▶ [INSTRUCTION] Show each line below that contains the word "white".

▶ [SOURCE RECORDS]
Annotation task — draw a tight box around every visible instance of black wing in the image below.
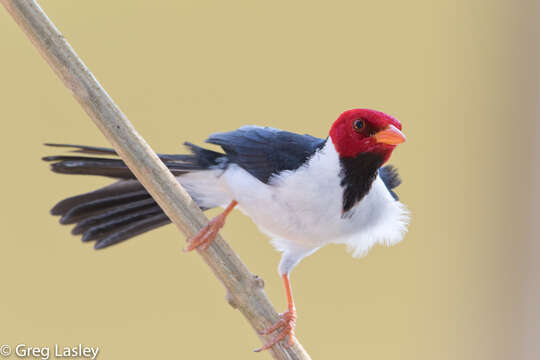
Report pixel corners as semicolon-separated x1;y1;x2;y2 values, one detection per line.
379;165;401;201
206;126;326;183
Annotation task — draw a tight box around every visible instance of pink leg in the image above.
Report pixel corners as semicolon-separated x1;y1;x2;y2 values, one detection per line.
255;274;296;352
184;200;238;252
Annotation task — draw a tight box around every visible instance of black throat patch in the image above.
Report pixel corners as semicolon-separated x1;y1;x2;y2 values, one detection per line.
340;153;383;217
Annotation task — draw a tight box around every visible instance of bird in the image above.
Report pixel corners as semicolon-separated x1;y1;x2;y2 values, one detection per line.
43;108;410;351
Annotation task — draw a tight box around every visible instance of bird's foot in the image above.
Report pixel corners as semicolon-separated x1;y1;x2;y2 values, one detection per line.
254;308;296;352
184;213;227;252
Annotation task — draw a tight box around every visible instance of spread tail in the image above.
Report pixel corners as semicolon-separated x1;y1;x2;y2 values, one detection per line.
43;143;224;249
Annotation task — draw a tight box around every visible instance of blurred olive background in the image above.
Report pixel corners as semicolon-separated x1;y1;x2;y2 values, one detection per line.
0;0;540;360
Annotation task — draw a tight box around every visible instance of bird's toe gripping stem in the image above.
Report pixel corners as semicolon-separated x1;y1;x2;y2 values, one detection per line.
254;308;296;352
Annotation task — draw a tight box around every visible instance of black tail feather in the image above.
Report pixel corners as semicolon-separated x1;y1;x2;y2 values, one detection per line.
43;143;226;249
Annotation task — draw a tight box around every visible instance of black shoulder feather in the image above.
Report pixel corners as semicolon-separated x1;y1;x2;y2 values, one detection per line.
379;165;401;201
206;126;326;183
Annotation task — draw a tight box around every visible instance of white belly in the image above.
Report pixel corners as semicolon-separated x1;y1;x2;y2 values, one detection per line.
219;141;407;256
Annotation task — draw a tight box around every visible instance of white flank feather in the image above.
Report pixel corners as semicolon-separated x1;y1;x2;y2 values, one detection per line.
178;141;409;274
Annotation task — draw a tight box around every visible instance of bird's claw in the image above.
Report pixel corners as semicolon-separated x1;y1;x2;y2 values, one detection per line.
254;308;296;352
184;214;225;252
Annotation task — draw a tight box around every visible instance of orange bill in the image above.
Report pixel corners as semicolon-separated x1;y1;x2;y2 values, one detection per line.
373;125;405;145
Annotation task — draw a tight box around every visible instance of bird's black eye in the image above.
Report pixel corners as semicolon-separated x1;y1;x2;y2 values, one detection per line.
353;119;365;132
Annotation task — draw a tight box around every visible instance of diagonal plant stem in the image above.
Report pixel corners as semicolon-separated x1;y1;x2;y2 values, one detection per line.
0;0;310;360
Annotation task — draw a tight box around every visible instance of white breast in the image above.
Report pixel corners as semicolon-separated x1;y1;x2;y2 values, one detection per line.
219;141;408;256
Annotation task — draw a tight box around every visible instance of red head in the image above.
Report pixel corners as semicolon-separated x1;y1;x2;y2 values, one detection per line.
330;109;405;162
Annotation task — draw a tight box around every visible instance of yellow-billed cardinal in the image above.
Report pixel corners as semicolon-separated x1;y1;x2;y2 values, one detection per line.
44;109;408;351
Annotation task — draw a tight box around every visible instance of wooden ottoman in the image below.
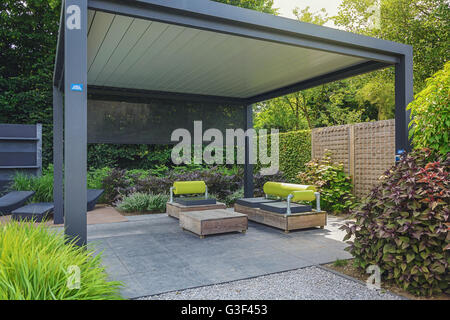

▶ [SOLUTION TO THIS PROBLEM]
Annotation task — draw a tight box around every visible instance of white belly in the image above.
Annotation task — draw a tight box around every visible instance of white flank feather in the image above.
Annotation task — draw a tight box around every visible instance of white breast in the image above.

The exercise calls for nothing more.